Given that the fluctuating status of Eurasian ethnicity in Singaporean society in the post-war years has been inflected by economic and geo-political conditions, in effect, the emergence of new ways of performing Eurasian ethnicity would have to be dependent upon the various re-articulations of the state's coercive power in re-defining the ideological contours of 'race' in Singapore. Thus, a re-calibration of Eurasian identities to that of Singaporean identities to fit the authoritarian state's ethnic scripts should not simplistically be understood as the breaking down of the normative contours of traditionally accepted negotiations of sanitized Eurasian identity; it may, at the same time, be the re-alignment or re-consolidation of a collective, Eurasian Singaporean ethnic identity that one may feel subliminally obliged to publicly exhibit. This can therefore culminate in disenchantment.
In migration studies, 'push' factors can be tied to structural conditions in the sending and receiving nations, but this falsely assumes that choices of migrants are structurally determined. As the population of Eurasians in Singapore declined sharply beginning in the post-war years, due to large flows of emigration, there are many questions about the trajectory of the already very small existing population that can be raised. The question of whether greater numbers of Eurasians will leave Singapore is pressing, and, if so, how many? Modalities of inquiry limited to the strictures of the nation-state (of history, of observation, of demography, of surveillance) are now being challenged by a social ideology that makes some explicit claims of 'objectivity' under the rubric of methodological cosmopolitanism (Chernilo 2006). These include most studies of migration adopting rational-choice theories, according to which migrants choose to leave for economic and other utilitarian reasons. The dominance of the economic rationale is evidenced by the popular use of the terms 'economic migrants' (Beaverstock 2005; Smith 2005) and 'skilled transients' (Findlay 1995:515). However, these studies tend to downplay the social and cultural dimensions of migration inspired by cosmopolitanism (Yeoh and Willis 2005) and do not examine the possibilities of a lack of belonging in their countries of origin as a 'push factor'. Much has been written about global metropolitan cities being hotbeds of new social and transnational practices, relations, networks, and sensibilities that offer 'pull' opportunities. The migration circuit for most Eurasian Singaporeans may not necessarily be driven by differences in the structures of economic opportunity, as other studies have contended (Findlay 1995; Cohen 1995), but may have been made easier through the sponsorship of family members already citizens in their destination countries.

────────────────

**Given request A**
Answer these questions about the passage on Eurasian Singaporeans:
(i) In what can the re-calibration of Eurasian identities to Singaporean identities culminate?
(ii) Which two terms does the passage cite as evidence of the dominance of the economic rationale?
(iii) According to the passage's final sentence, what may have made the migration circuit easier for most Eurasian Singaporeans?
**Given request B**
Count the lines in the entries that contain the string "stain". What is the number? Reply with the number alone.

**Pointing dataset entries**
────────────────

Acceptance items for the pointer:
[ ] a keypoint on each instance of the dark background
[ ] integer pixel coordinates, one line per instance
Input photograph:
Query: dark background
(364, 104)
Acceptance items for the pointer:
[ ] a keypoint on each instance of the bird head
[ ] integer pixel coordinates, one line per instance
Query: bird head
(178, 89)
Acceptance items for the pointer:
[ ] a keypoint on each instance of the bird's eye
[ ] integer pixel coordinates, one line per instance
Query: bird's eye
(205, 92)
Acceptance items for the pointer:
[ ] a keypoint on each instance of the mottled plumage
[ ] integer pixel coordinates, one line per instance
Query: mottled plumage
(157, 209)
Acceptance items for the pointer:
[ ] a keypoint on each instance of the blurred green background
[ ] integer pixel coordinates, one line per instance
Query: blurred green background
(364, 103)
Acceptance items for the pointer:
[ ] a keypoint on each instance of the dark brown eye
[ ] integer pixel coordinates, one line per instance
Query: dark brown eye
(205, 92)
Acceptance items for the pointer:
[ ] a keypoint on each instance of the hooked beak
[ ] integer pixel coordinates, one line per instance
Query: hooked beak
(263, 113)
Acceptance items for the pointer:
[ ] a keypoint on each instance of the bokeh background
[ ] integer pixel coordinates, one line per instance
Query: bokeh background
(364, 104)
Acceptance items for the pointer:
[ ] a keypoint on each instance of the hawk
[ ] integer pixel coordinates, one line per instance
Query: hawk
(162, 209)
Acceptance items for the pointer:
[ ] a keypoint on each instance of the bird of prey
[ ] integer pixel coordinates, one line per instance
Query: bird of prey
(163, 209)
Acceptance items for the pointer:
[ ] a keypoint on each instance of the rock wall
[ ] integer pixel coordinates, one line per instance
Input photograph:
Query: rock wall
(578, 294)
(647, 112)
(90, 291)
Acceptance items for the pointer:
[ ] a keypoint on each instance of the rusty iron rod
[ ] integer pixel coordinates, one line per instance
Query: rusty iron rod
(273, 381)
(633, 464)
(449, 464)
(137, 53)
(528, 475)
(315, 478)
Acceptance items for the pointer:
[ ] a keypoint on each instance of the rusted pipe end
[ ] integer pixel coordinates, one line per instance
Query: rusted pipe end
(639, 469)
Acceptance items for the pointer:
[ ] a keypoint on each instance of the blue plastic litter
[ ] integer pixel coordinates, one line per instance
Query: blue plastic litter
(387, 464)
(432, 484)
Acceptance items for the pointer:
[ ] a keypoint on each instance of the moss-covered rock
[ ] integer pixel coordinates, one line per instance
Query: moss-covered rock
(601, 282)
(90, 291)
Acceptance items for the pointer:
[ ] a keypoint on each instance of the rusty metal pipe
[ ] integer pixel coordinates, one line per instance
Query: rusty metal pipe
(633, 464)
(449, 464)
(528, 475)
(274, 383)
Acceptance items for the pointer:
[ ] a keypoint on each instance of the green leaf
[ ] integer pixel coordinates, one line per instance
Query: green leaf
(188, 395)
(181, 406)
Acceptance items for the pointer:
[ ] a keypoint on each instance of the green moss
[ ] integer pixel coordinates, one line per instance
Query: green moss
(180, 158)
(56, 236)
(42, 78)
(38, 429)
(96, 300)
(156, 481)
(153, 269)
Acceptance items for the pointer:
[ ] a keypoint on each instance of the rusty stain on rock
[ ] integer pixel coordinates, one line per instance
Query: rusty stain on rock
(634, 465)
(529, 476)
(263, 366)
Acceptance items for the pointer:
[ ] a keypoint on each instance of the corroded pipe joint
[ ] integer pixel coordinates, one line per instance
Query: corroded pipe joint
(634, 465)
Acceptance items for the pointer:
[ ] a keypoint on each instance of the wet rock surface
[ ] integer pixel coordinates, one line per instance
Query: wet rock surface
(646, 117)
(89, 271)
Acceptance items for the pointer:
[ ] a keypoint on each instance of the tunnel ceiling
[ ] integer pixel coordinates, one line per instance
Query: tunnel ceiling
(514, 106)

────────────────

**Worked solution A**
(i) Disenchantment.
(ii) 'Economic migrants' and 'skilled transients'.
(iii) The sponsorship of family members who are already citizens in their destination countries.

**Worked solution B**
2